Top of Document text

Total epithelial thickness was measured as the distance between epithelial surface and the lower margin of submucosa (Figure 2). Mean thickness values were reported for each site. Three measurements were carried out for each subject, and a mean value was obtained for each subject in each site. The final value reported was the mean thickness encountered in the 20 subjects analyzed.

Figure 2.

Figure 2.

Example of epithelial thickness measurement. Epithelial thickness is measured as the distance between the mucosal surface and the lower margin of the submucosa.

Echogenicity was described both qualitatively and quantitatively. A qualitative description of each area was performed in terms of echogenicity of each layer encountered in the anatomical site described. Considering the quantitative analysis, Horos software automatically samples gray-level distribution inside a selected region of interest (ROI), assigning to each pixel a variable value coded with a number between 0 and 256. We placed a ROI of fixed area at the interface between mucosa and submucosa, and retrieved data on gray-level distribution pattern (mean, standard deviation (SD), min and max) (Figure 3). As evaluated for thickness values, mean echogenicity was reported for each site. Three measurements were carried out for each subject, and a mean value was obtained for each subject in each site. The final value reported was the mean echogenicity encountered in the 20 subjects analyzed.

Figure 3.

Figure 3.

Example of ROI positioning. A ROI of fixed area is placed at the interface between mucosa and submucosa.

Finally, vascularization was visually categorized as low, moderate, and intense. Spectral analysis was not performed due to the lack of the specific software. The evaluation of vascularity was partially hindered by the limited performance of Doppler mode on the equipment employed, which appeared to be extremely sensitive to movement.

Results

UHFUS findings: description of normal oral anatomy

Tongue(Figures 4–6)

Figure 4.

Figure 4.

Probe placement inside the mouth to image tongue surface. The tongue is gently stretched out of the mouth by means of a sterile gauze and kept still to avoid movement artifacts.

Figure 5.

Figure 5.

UHFUS scan of the tongue. The images report the acquisition of the dorsal area of the tongue. The superficial hypoechoic layer corresponds to mucosa. Below mucosa, submucosa can be seen as a hyperechoic stratum. Deeper in the epithelium muscular fibers can be observed. (A) B-mode image of the tongue; B) scheme reporting the anatomical structures: intrinsic muscles can be identified due to muscular fiber orientation; C) Doppler mode image of the tongue, showing intense vascularization.

Figure 6.

Figure 6.

A) Close-up on the structure of the filiform papillae on the anterior dorsal part of the tongue (mean dimensions 0.039 mm); B) Tongue septum, which can be seen as a markedly hyperechoic linear area (black arrow).

Epithelial thickness: mean thickness of mucosa 0.4 mm; mean thickness of submucosa 0.5 mm.

Echogenicity: At UHFUS, tongue shows a hypoechoic superficial layer corresponding to the dorsal mucosa. The underlying muscular layer is formed by extrinsic and intrinsic muscles, which have the appearance of a thick inhomogeneous layer at UHFUS scan. On the tongue dorsum, it is possible to highlight button-like structures, representing filiform papillae (Figure 6A). Moreover, tongue septum can be clearly identified in the median area of the tongue as a markedly hyperechoic linear structure (Figure 6B).

Bottom of Document text

## What the task asks
Print the passage from the ultrasound study text starting at "Example of ROI" and ending at "sensitive to movement.".

Top of Available data

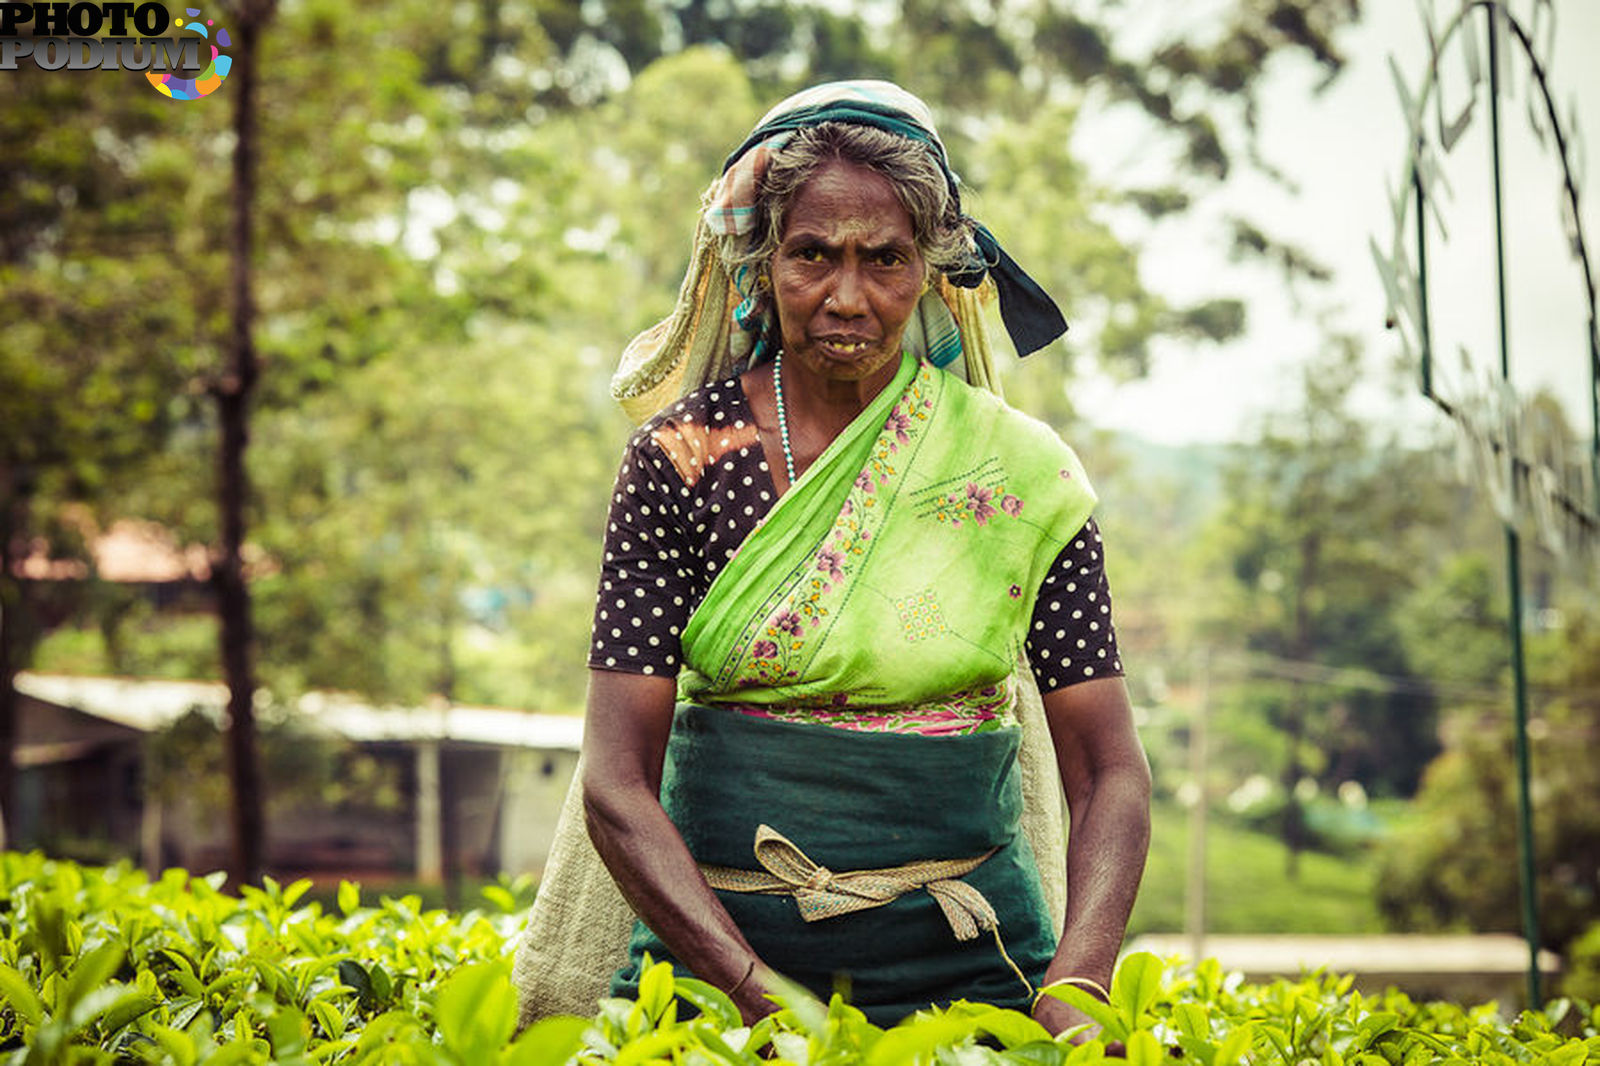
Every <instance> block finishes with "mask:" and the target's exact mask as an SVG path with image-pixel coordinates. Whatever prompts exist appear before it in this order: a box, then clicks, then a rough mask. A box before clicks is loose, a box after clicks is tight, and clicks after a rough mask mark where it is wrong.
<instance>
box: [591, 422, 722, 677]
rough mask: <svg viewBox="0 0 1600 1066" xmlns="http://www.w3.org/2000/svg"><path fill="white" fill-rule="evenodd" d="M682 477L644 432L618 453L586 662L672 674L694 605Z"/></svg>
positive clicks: (594, 668)
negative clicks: (685, 524)
mask: <svg viewBox="0 0 1600 1066" xmlns="http://www.w3.org/2000/svg"><path fill="white" fill-rule="evenodd" d="M683 495H685V493H683V482H682V479H680V477H678V472H677V471H675V469H674V466H672V463H669V461H667V458H666V456H664V453H662V451H661V448H659V447H656V443H654V442H653V440H651V439H650V435H648V434H646V432H645V431H640V432H638V434H635V437H634V440H632V442H630V443H629V448H627V453H626V455H624V458H622V466H621V469H619V471H618V475H616V487H614V490H613V493H611V512H610V515H608V519H606V533H605V554H603V555H602V563H600V591H598V597H597V599H595V618H594V632H592V637H590V645H589V666H590V667H594V669H606V671H622V672H627V674H664V675H667V677H675V675H677V672H678V666H680V663H682V659H683V653H682V635H683V624H685V623H686V621H688V616H690V611H691V610H693V603H694V591H693V589H694V570H696V563H694V562H693V560H694V557H696V552H694V551H693V549H691V547H690V546H688V543H686V539H685V535H683V525H682V506H683V504H682V498H683Z"/></svg>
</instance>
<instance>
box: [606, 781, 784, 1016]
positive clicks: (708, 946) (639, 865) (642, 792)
mask: <svg viewBox="0 0 1600 1066" xmlns="http://www.w3.org/2000/svg"><path fill="white" fill-rule="evenodd" d="M584 813H586V818H587V824H589V837H590V839H592V840H594V844H595V850H597V852H598V853H600V860H602V861H603V863H605V864H606V869H610V871H611V877H613V879H616V884H618V887H619V888H621V890H622V896H624V898H626V900H627V903H629V906H632V908H634V912H635V914H637V916H638V917H640V919H642V920H643V922H645V925H648V927H650V928H651V930H654V932H656V935H658V936H661V941H662V943H664V944H666V946H667V948H669V949H670V951H672V954H674V956H675V957H677V959H678V960H682V962H683V965H686V967H688V968H690V970H691V972H694V975H696V976H699V978H701V980H704V981H709V983H710V984H715V986H717V988H720V989H723V991H728V989H734V992H733V996H734V1002H736V1004H738V1005H739V1010H741V1012H742V1013H744V1015H746V1018H750V1020H754V1018H755V1016H760V1015H763V1013H768V1012H770V1010H773V1005H771V1002H768V1000H765V999H763V991H765V988H766V983H765V978H766V976H768V972H766V968H765V967H763V965H762V962H760V959H758V957H757V954H755V949H752V948H750V944H749V941H747V940H746V938H744V933H741V932H739V927H738V925H734V924H733V919H731V917H730V916H728V911H726V909H725V908H723V906H722V903H718V900H717V896H715V893H714V892H712V888H710V885H707V884H706V879H704V876H702V874H701V871H699V866H698V864H696V863H694V856H691V855H690V850H688V847H686V845H685V844H683V837H682V836H680V834H678V831H677V828H675V826H674V824H672V821H670V820H669V818H667V815H666V812H664V810H662V808H661V804H659V800H658V799H656V797H654V795H651V794H648V792H643V791H640V789H626V791H622V789H608V787H605V786H590V783H587V781H586V787H584Z"/></svg>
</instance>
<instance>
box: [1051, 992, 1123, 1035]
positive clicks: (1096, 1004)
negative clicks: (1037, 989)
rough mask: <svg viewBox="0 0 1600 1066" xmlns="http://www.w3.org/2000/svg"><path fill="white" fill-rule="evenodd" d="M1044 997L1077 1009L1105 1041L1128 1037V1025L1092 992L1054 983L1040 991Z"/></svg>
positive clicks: (1105, 1002)
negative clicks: (1057, 999) (1097, 1031)
mask: <svg viewBox="0 0 1600 1066" xmlns="http://www.w3.org/2000/svg"><path fill="white" fill-rule="evenodd" d="M1040 991H1042V992H1043V994H1045V996H1053V997H1054V999H1059V1000H1061V1002H1064V1004H1067V1005H1069V1007H1077V1008H1078V1010H1082V1012H1083V1013H1085V1015H1088V1016H1090V1018H1093V1020H1094V1023H1096V1024H1098V1026H1099V1028H1101V1032H1102V1036H1104V1037H1106V1039H1107V1040H1122V1039H1126V1036H1128V1031H1130V1029H1128V1024H1126V1023H1125V1021H1123V1020H1122V1016H1120V1015H1118V1013H1117V1010H1115V1008H1114V1007H1112V1005H1110V1004H1106V1002H1102V1000H1101V999H1099V997H1096V996H1094V994H1093V992H1088V991H1086V989H1082V988H1078V986H1077V984H1067V983H1066V981H1056V983H1054V984H1046V986H1045V988H1043V989H1040Z"/></svg>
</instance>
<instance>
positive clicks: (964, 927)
mask: <svg viewBox="0 0 1600 1066" xmlns="http://www.w3.org/2000/svg"><path fill="white" fill-rule="evenodd" d="M995 850H998V848H990V850H989V852H984V853H982V855H979V856H974V858H965V860H922V861H917V863H906V864H904V866H890V868H883V869H853V871H832V869H829V868H826V866H821V864H818V863H814V861H811V856H808V855H806V853H805V852H802V850H800V848H798V847H797V845H795V844H794V840H790V839H789V837H786V836H784V834H781V832H778V831H776V829H773V828H771V826H766V824H762V826H758V828H757V829H755V861H757V863H760V864H762V868H763V869H754V871H752V869H733V868H730V866H701V871H702V872H704V874H706V880H707V882H709V884H710V887H712V888H722V890H723V892H754V893H762V895H792V896H794V898H795V906H798V909H800V917H802V919H805V920H806V922H821V920H822V919H830V917H838V916H840V914H851V912H853V911H866V909H869V908H880V906H883V904H885V903H890V901H893V900H898V898H899V896H902V895H906V893H907V892H915V890H917V888H923V890H926V892H928V895H931V896H933V898H934V900H936V901H938V904H939V909H941V911H942V912H944V917H946V920H947V922H949V924H950V932H952V933H955V938H957V940H976V938H978V933H979V932H989V930H995V928H998V925H1000V919H998V917H997V916H995V909H994V906H992V904H990V903H989V900H986V898H984V893H981V892H979V890H978V888H973V887H971V885H968V884H966V882H965V880H958V879H960V877H965V876H966V874H970V872H973V871H974V869H978V868H979V866H981V864H982V863H984V860H987V858H989V856H990V855H994V853H995Z"/></svg>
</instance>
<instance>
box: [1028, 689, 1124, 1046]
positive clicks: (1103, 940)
mask: <svg viewBox="0 0 1600 1066" xmlns="http://www.w3.org/2000/svg"><path fill="white" fill-rule="evenodd" d="M1043 703H1045V720H1046V722H1048V723H1050V738H1051V741H1053V744H1054V747H1056V762H1058V763H1059V765H1061V784H1062V786H1064V787H1066V792H1067V808H1069V812H1070V823H1072V829H1070V834H1069V837H1067V920H1066V924H1064V925H1062V930H1061V944H1059V946H1058V948H1056V957H1054V959H1053V960H1051V964H1050V967H1048V968H1046V970H1045V981H1046V983H1050V981H1059V980H1062V978H1088V980H1091V981H1094V983H1096V984H1099V986H1102V988H1104V986H1107V984H1110V975H1112V968H1114V967H1115V964H1117V951H1118V948H1120V946H1122V936H1123V932H1125V930H1126V927H1128V912H1130V911H1131V909H1133V898H1134V895H1136V893H1138V890H1139V877H1141V876H1142V874H1144V856H1146V852H1147V850H1149V845H1150V767H1149V762H1146V757H1144V747H1142V746H1141V744H1139V735H1138V731H1136V730H1134V727H1133V707H1131V706H1130V703H1128V690H1126V688H1125V687H1123V683H1122V679H1120V677H1106V679H1101V680H1090V682H1082V683H1077V685H1069V687H1067V688H1058V690H1054V691H1050V693H1045V696H1043ZM1034 1016H1035V1018H1037V1020H1038V1021H1040V1023H1042V1024H1043V1026H1045V1028H1046V1029H1050V1031H1051V1032H1061V1031H1062V1029H1067V1028H1072V1026H1075V1024H1082V1023H1085V1021H1090V1018H1088V1016H1086V1015H1083V1013H1082V1012H1078V1010H1075V1008H1072V1007H1069V1005H1067V1004H1062V1002H1061V1000H1058V999H1054V997H1051V996H1045V997H1040V1000H1038V1005H1037V1007H1035V1010H1034Z"/></svg>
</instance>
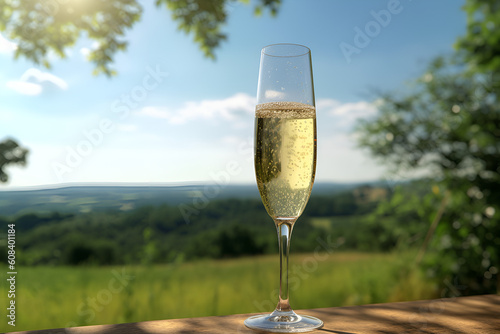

Bottom of Available data

## Response to this exercise
Example of ROI positioning. A ROI of fixed area is placed at the interface between mucosa and submucosa.

Finally, vascularization was visually categorized as low, moderate, and intense. Spectral analysis was not performed due to the lack of the specific software. The evaluation of vascularity was partially hindered by the limited performance of Doppler mode on the equipment employed, which appeared to be extremely sensitive to movement.